Page text ::

Building on Le pont de bois, the show will feature a dozen related bridge paintings gathered from private and public collections around the world. These works stem from Monet’s Argenteuil period, a pivotal moment when Impressionism was first coming into prominence. The paintings will be accompanied by 19th-century photographs, illustrations, Japanese prints, and works by Monet’s precursors and contemporaries. These elements will provide a fresh perspective on the renowned painter, offering a close look the social and artistic milieu in which Monet produced his now much-beloved works.
11. “Folklore and Other Panics” at the Rooms in St. John’s from January 17 to April 26, 2015
Folklore plays a big role in the way Newfoundland and Labrador is marketed to the rest of the country, with provincial tourism commercials playing upon the appeal of “traditional” musics, architectures and rituals. So it’s possible there is no better place to stage an exhibition that considers what folklore can mean in a contemporary context. “Folklore and Other Panics” at the Rooms in St. John’s includes Passion Over Reason, a quilt designed by artist Mark Clintberg and produced by Newfoundland artisans that also riffs upon wider aspects of Canadian folklore, like the legacies of Pierre Elliot Trudeau and Joyce Wieland. Eleven other artists are also featured: Janice Wright Cheney uses traditional media like embroidery and taxidermy to contemporary-art ends—including investigating less-glowing histories like those of the cockroach and the Norway rat—while Duane Linklater has tried unsuccessfully to change the Wikipedia entry for Cape Spear to a more subjective mode, and Michael Waterman plans to produce a live radio broadcast from the gallery every Saturday.
12. “Jean-Michel Basquiat: Now’s the Time” at the Art Gallery of Ontario in Toronto from February 7 to May 10, 2015
Jean-Michel Basquiat is talked about as much for his personal life as his art. The graffiti-artist-turned-painter catapulted to fame in the 1980s New York art scene. He sold out his first solo show at age 21 and counted Andy Warhol and David Bowie among his friends. His whirlwind career was cut short in 1988, when he died of a heroin overdose at age 27. But rather than fixating on the artist’s biography, the upcoming Basquiat retrospective at the Art Gallery of Ontario will take a thematic approach, looking at his art in relation to the social issues and pop cultural forces of his time.

Supplied data ::

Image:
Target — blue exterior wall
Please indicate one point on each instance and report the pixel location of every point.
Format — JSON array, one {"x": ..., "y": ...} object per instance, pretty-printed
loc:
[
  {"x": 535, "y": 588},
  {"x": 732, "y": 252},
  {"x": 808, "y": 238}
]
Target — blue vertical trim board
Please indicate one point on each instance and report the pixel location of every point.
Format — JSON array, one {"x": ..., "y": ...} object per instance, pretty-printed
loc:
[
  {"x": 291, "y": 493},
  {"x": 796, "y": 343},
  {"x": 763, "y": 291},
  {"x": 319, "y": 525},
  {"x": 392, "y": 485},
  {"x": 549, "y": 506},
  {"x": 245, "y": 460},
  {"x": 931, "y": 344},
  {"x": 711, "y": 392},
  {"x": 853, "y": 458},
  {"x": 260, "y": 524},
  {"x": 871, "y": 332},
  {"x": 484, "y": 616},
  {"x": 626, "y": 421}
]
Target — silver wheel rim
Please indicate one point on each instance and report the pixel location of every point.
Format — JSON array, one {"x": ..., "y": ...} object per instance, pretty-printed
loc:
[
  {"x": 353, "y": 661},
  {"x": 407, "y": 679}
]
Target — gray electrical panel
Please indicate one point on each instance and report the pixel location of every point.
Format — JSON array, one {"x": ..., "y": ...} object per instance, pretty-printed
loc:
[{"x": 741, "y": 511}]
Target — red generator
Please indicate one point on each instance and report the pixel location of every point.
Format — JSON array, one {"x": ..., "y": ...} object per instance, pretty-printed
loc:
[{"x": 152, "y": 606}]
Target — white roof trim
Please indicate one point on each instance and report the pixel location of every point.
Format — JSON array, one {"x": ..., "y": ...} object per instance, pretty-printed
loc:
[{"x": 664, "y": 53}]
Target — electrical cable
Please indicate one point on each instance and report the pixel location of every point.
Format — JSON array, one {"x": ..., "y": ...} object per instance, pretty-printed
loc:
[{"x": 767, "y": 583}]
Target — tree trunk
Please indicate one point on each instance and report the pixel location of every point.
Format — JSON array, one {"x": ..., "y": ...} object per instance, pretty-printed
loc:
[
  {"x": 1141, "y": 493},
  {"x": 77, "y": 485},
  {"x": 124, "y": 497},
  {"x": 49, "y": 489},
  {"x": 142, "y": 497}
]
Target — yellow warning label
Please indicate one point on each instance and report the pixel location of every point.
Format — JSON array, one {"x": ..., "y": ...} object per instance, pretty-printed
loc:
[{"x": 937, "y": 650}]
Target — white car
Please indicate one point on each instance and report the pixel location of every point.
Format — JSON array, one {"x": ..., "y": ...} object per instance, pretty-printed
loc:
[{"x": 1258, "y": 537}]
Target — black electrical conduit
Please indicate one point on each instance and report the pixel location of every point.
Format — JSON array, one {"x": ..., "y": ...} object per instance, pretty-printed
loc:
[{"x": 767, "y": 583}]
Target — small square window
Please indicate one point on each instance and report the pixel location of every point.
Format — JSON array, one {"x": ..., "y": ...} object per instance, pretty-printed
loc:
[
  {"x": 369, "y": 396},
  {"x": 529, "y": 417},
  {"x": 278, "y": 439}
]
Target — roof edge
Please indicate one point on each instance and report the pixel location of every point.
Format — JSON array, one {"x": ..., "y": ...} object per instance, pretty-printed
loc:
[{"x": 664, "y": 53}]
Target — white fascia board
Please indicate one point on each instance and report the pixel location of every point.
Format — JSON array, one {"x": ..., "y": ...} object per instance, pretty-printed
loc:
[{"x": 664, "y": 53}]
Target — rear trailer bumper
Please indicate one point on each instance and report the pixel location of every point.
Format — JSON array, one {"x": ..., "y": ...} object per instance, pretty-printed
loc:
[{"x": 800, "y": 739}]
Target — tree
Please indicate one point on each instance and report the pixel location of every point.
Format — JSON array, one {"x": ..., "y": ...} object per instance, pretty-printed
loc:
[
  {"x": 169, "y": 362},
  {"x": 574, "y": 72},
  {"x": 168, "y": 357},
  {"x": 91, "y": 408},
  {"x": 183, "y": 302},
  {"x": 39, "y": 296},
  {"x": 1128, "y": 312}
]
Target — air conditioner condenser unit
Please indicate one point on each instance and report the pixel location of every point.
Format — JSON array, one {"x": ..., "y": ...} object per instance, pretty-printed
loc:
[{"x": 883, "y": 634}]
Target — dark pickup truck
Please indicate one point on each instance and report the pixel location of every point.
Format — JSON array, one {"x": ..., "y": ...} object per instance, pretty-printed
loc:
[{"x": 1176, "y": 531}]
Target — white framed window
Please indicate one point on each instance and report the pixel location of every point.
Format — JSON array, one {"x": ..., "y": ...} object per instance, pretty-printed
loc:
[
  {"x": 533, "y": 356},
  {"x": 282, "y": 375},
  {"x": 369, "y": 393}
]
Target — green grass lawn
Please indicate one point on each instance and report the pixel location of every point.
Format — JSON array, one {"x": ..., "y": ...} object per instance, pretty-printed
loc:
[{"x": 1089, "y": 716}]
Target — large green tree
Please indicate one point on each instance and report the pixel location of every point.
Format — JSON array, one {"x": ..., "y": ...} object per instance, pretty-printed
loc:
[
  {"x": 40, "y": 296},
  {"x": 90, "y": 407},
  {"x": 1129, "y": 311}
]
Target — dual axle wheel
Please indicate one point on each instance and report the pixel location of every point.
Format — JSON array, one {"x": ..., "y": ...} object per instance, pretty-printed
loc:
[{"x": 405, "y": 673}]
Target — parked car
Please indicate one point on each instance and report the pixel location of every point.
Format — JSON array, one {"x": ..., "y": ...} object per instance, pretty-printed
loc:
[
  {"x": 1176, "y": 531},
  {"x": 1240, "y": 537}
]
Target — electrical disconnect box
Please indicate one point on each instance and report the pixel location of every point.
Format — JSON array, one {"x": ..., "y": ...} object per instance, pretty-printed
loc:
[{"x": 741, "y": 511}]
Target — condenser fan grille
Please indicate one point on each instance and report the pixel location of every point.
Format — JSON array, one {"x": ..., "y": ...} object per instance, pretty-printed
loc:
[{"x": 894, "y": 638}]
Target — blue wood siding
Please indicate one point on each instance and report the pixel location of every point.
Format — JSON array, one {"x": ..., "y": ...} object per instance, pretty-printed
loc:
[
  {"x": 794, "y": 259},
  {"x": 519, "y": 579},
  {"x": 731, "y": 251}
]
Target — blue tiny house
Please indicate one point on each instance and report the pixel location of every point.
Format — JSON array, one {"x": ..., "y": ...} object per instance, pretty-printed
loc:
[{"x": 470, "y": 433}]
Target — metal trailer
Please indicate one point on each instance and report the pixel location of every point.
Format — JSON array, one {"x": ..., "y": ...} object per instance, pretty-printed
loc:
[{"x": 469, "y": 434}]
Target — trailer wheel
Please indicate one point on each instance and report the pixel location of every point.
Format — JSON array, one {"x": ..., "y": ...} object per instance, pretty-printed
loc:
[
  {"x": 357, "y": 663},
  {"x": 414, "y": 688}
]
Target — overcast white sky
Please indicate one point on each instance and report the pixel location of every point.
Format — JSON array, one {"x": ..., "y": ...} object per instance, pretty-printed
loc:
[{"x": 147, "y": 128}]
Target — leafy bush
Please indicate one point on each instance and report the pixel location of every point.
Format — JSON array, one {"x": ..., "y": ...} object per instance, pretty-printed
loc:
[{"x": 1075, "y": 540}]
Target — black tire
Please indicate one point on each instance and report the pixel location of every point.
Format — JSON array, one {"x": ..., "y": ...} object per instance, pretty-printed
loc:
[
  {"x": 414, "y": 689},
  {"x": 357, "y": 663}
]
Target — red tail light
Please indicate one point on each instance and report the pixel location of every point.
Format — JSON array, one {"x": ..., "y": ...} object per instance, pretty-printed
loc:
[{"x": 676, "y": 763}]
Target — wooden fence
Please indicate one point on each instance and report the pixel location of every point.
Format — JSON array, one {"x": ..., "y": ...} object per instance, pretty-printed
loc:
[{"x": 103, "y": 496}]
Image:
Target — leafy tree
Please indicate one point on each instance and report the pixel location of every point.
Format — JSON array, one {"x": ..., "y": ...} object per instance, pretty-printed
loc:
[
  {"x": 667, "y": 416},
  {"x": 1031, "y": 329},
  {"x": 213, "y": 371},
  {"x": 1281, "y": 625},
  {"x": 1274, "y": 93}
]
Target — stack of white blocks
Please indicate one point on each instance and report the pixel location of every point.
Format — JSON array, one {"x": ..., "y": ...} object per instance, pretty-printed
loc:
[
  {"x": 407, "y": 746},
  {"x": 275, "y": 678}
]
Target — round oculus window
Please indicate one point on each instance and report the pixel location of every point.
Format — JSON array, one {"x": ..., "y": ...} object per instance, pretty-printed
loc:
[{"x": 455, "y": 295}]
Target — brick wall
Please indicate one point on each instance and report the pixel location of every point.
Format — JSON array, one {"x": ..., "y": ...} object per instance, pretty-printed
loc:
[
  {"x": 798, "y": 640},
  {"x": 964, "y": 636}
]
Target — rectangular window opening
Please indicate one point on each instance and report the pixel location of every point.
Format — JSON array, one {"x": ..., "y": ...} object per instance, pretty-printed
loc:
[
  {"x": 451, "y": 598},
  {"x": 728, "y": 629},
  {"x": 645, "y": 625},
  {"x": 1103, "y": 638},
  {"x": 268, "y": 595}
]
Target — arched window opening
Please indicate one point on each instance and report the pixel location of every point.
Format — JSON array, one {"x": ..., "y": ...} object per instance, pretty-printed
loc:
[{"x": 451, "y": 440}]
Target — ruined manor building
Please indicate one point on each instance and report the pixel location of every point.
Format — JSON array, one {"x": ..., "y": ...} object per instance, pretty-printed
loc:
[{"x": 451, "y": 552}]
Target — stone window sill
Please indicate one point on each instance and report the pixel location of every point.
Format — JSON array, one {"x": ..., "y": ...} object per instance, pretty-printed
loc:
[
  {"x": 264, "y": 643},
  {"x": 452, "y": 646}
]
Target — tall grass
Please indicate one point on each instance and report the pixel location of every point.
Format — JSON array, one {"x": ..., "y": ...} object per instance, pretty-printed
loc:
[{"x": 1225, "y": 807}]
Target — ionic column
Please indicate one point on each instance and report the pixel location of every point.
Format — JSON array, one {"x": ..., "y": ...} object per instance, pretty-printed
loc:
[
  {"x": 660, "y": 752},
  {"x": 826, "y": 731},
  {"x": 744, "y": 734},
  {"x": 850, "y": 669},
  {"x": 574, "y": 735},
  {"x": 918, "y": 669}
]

Short problem A :: According to the exhibition listings, at what age did Jean-Michel Basquiat sell out his first solo show?
Short problem B :: Reproduce the passage of the exhibition listings starting at "Building on Le" and ending at "now much-beloved works.".
Short problem C :: Summarize the exhibition listings in three sentences.
The entries are not required for any of the work that follows.

Worked solution A :: At age 21.

Worked solution B ::
Building on Le pont de bois, the show will feature a dozen related bridge paintings gathered from private and public collections around the world. These works stem from Monet’s Argenteuil period, a pivotal moment when Impressionism was first coming into prominence. The paintings will be accompanied by 19th-century photographs, illustrations, Japanese prints, and works by Monet’s precursors and contemporaries. These elements will provide a fresh perspective on the renowned painter, offering a close look the social and artistic milieu in which Monet produced his now much-beloved works.

Worked solution C :: A show building on Monet's Le pont de bois will gather a dozen related bridge paintings from his Argenteuil period, accompanied by 19th-century photographs, illustrations, Japanese prints, and works by his precursors and contemporaries. "Folklore and Other Panics," at the Rooms in St. John's from January 17 to April 26, 2015, considers what folklore can mean in a contemporary context through a quilt designed by Mark Clintberg and the work of eleven other artists. "Jean-Michel Basquiat: Now's the Time," at the Art Gallery of Ontario in Toronto from February 7 to May 10, 2015, will take a thematic approach, looking at his art in relation to the social issues and pop cultural forces of his time.